(Source records)
----
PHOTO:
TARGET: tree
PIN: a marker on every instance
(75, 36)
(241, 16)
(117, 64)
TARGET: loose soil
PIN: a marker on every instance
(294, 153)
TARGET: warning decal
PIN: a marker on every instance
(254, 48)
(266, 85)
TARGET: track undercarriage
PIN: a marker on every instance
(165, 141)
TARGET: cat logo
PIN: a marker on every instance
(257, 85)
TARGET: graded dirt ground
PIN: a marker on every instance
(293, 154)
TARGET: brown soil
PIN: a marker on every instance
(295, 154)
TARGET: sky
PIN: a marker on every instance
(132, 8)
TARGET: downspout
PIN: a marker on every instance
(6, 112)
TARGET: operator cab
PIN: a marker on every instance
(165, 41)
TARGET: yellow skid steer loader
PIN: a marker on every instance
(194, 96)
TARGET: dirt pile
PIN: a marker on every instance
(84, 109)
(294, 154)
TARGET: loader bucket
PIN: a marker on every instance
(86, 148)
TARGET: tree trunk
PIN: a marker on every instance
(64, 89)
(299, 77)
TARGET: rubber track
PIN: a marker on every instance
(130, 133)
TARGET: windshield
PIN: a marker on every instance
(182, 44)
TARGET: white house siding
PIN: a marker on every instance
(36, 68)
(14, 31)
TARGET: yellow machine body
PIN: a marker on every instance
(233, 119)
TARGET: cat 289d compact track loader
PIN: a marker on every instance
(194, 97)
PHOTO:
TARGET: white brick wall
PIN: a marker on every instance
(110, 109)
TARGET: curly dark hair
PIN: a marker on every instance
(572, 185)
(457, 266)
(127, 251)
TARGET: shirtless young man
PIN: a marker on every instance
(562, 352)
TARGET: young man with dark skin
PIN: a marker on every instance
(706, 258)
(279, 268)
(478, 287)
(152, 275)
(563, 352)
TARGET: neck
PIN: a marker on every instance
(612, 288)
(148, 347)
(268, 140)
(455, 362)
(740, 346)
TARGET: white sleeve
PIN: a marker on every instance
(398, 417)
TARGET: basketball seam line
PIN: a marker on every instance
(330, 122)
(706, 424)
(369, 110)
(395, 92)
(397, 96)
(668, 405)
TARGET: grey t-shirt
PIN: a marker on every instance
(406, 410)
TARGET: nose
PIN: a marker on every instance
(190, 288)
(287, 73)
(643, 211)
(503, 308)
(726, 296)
----
- Work item: With nothing left out, copy the data above exactly.

- Response area:
PHOTO:
TARGET: tree
PIN: a marker on every instance
(75, 36)
(241, 16)
(117, 64)
TARGET: loose soil
PIN: a marker on every instance
(294, 153)
TARGET: warning decal
PIN: a marker on every instance
(254, 48)
(266, 85)
TARGET: track undercarriage
PIN: a marker on every instance
(165, 141)
TARGET: cat logo
PIN: a marker on every instance
(257, 85)
TARGET: graded dirt ground
PIN: a marker on every instance
(293, 154)
TARGET: brown soil
PIN: a marker on every instance
(295, 154)
TARGET: sky
PIN: a marker on every instance
(132, 8)
TARGET: downspout
PIN: a marker on every instance
(6, 112)
TARGET: operator cab
PIN: a marker on every instance
(165, 41)
TARGET: yellow skid steer loader
PIN: a marker on every instance
(194, 96)
TARGET: dirt pile
PIN: a marker on every instance
(84, 109)
(294, 154)
TARGET: loader bucket
PIN: a marker on every instance
(86, 148)
TARGET: tree trunk
PIN: a marker on every instance
(64, 89)
(299, 77)
TARGET: rubber track
PIN: a marker on every instance
(130, 133)
TARGET: windshield
PIN: a marker on every instance
(182, 44)
TARGET: white house siding
PIN: a marker on every instance
(36, 68)
(14, 31)
TARGET: yellow machine body
PIN: a marker on every instance
(233, 119)
TARGET: cat 289d compact track loader
PIN: a marker on every instance
(194, 97)
PHOTO:
TARGET: white brick wall
PIN: a marker on every instance
(110, 109)
TARGET: curly dark hair
PIN: a marker on every instance
(572, 185)
(457, 266)
(127, 251)
TARGET: shirtless young man
PIN: a marker on every instance
(562, 352)
TARGET: young man with dark skin
PIN: a marker on every instance
(706, 258)
(279, 268)
(478, 287)
(152, 275)
(563, 352)
TARGET: neck
PIN: a marker on every instance
(612, 288)
(148, 347)
(268, 140)
(455, 362)
(740, 346)
TARGET: white sleeve
PIN: a marker on every instance
(398, 417)
TARGET: basketball seam line
PIN: a marker on every instance
(330, 122)
(706, 424)
(369, 110)
(395, 92)
(397, 96)
(668, 405)
TARGET: grey t-shirt
PIN: a marker on every instance
(406, 410)
TARGET: nose
PIN: a marker on every instance
(190, 288)
(287, 73)
(643, 211)
(503, 308)
(726, 296)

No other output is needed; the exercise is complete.